TASK TO CARRY OUT >> Down to the last character, repeat the entries beneath this task.

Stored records

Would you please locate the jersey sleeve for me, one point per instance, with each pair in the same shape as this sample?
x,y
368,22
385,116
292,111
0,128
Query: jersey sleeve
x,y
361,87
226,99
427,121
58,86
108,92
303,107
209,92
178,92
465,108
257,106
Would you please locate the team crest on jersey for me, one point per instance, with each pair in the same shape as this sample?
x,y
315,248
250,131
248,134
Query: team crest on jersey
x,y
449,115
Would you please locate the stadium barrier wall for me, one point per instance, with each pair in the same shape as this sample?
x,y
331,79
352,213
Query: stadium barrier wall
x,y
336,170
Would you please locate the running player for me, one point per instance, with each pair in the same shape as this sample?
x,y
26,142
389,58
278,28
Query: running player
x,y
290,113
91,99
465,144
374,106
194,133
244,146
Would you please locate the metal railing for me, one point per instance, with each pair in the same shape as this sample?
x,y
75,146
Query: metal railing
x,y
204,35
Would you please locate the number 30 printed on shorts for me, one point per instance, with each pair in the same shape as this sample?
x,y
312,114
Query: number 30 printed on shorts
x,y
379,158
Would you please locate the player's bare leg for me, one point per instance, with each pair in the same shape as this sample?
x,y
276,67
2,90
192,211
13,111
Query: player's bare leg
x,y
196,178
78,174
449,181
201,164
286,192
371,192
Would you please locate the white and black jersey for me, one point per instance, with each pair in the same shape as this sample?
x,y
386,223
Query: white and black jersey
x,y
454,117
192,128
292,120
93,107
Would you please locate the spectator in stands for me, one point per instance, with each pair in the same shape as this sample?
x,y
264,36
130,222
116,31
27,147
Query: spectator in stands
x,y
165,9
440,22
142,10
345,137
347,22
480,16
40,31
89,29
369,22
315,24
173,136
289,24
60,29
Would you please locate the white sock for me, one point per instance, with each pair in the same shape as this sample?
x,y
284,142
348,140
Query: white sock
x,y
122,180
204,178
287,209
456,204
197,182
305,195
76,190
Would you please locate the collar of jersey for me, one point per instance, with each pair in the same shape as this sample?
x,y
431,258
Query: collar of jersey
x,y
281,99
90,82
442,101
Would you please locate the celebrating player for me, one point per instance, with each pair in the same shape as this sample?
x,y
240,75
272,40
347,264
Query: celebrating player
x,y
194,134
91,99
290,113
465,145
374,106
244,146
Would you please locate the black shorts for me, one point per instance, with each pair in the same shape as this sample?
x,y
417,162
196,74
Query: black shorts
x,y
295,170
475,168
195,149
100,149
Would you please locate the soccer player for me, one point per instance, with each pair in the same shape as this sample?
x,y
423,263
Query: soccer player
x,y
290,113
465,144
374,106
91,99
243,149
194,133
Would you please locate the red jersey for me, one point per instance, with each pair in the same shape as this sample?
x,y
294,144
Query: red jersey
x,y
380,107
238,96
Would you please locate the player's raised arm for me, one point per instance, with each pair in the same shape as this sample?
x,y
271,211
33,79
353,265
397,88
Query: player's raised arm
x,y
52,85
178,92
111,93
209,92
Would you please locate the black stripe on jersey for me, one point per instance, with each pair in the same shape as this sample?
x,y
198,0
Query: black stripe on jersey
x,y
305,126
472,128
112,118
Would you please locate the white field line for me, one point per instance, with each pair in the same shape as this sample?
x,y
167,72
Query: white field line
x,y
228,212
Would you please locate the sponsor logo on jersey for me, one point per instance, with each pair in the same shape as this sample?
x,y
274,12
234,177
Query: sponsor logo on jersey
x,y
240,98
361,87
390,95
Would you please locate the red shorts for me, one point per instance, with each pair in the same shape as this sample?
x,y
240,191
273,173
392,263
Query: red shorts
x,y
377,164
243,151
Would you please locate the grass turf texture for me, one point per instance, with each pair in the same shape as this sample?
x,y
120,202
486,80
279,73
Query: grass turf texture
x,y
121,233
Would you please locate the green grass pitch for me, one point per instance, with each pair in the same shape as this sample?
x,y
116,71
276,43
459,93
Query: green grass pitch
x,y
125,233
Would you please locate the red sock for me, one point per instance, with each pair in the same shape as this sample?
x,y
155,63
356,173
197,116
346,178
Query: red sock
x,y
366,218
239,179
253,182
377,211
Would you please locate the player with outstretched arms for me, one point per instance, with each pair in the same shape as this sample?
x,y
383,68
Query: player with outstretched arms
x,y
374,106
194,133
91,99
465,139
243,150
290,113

ANSWER SPACE >>
Would you please locate the jersey sleeve for me, one point per instance, with each pair in the same shape as this sample?
x,y
368,22
385,116
292,111
0,128
Query: jersey sleeve
x,y
361,87
226,99
427,121
58,86
108,92
303,107
209,92
178,92
465,108
257,106
Would you please locate the team crest on jersey for me, one point per instance, with each pair in the same shape as this sample?
x,y
315,248
250,131
248,134
Query: team crest on jersey
x,y
449,115
Would you please locate the stadium barrier wall for me, one point per instance, with each pair in the same shape as this sample?
x,y
331,79
352,213
Query: stadium barrier wall
x,y
336,170
Would you please locate the running player for me, one point per instance, with each pair in the same shape as this sample?
x,y
26,142
389,58
278,28
Query: running player
x,y
290,113
91,99
465,144
374,106
194,133
244,146
Would you please locate the metal railing for me, one point per instance, with each pair in the same shape as this sample?
x,y
75,146
Query: metal railing
x,y
204,35
Would you please locate the number 30 printed on shorts for me, one point per instance, with each pair in the same shape as this sample?
x,y
312,114
Query: number 30 printed on shorts
x,y
379,158
Would you please locate the player's bare leg for me, one point per instance, with each pair in the same shape as this sample?
x,y
276,67
2,90
192,211
13,111
Query: player's bare leg
x,y
196,178
78,174
449,181
201,164
286,192
371,192
Would you please locate the white and black jersey for me, one point per instance, with each pair in the same shape as this sample?
x,y
386,223
Query: white and black jersey
x,y
454,117
192,128
292,120
93,107
Would you please locate the spectator in stands for me, one point per instance, with each pair in the same shape as this sample?
x,y
264,36
130,222
116,31
27,147
Query: spectator in stands
x,y
165,9
440,22
142,10
345,137
347,22
480,16
40,31
89,29
369,22
315,24
173,136
289,24
60,29
Would you please locate the white sock for me, one point per instance, with each pair in the same shape as this sample?
x,y
284,142
348,140
Query: white sock
x,y
122,180
204,178
287,209
456,204
197,182
305,195
76,190
Would you please locate the collar of jersey for me, one point per instance, with each pair in the same shape as this sample?
x,y
431,258
Query: collar of jersey
x,y
281,99
90,82
442,101
Would you please locate the celebrating player for me, one point per instance, with each pair in the same shape as this sample?
x,y
240,75
272,40
347,264
Query: celebrating player
x,y
194,134
91,99
290,113
465,145
374,106
244,146
Would you please locate the black shorts for me, one point per instance, with each pair in the same shape as this sample?
x,y
417,162
196,74
Query: black shorts
x,y
295,170
475,168
195,149
100,149
Would you please locate the soccer player for me, one point per instance, with each pair in the same shape as this sample?
x,y
423,263
Query: soccer player
x,y
290,113
465,144
374,106
91,99
243,149
194,133
Would you please locate the red jersey for me, one point per instance, with each pair in the same shape as this sample?
x,y
294,144
Query: red jersey
x,y
380,107
238,96
Would you please locate the player's raised arm for me, one point per instance, with each pair in the same shape as this sample?
x,y
271,211
33,79
353,265
397,88
Query: player's raised arm
x,y
52,85
178,92
111,93
209,92
Would you please locate the black stripe on jersey for me, one point per instance, with each pair in the same shape as this sample?
x,y
198,0
Query: black stripe on jersey
x,y
305,126
472,128
112,118
Would you please locate the white field line for me, one point per instance, with each pair in the same shape as this sample?
x,y
167,72
Query: white field line
x,y
228,212
Would you please locate the sponsor logo on jersey for me, one point per instance, with each pair in the same shape as this sample?
x,y
274,12
234,177
Query: sponsor logo on jersey
x,y
240,98
361,87
390,95
Would you please locate the red shorts for me, one point per instance, with each pair in the same shape as this sample?
x,y
240,191
273,173
392,263
Query: red shorts
x,y
377,164
243,151
Would you please locate the grass turf texture for me, one point per instance, with each pair in the same shape as this sample?
x,y
120,202
486,80
279,73
Query: grass turf texture
x,y
121,233
Would you please locate the green grass pitch for me, one point per instance, with each pair in the same shape as this sample?
x,y
116,71
276,43
459,93
Query: green grass pitch
x,y
125,233
Would you please locate the red sock for me, one point per instance, with each pair in the same shape as this sample?
x,y
155,63
356,173
197,116
346,178
Query: red sock
x,y
366,218
239,179
253,182
377,211
Would you please locate the player with outstretched arms for me, one point per instance, with each pair in the same shape as this sample?
x,y
383,68
Query: player with outstretched arms
x,y
374,106
194,133
91,99
465,139
243,150
290,113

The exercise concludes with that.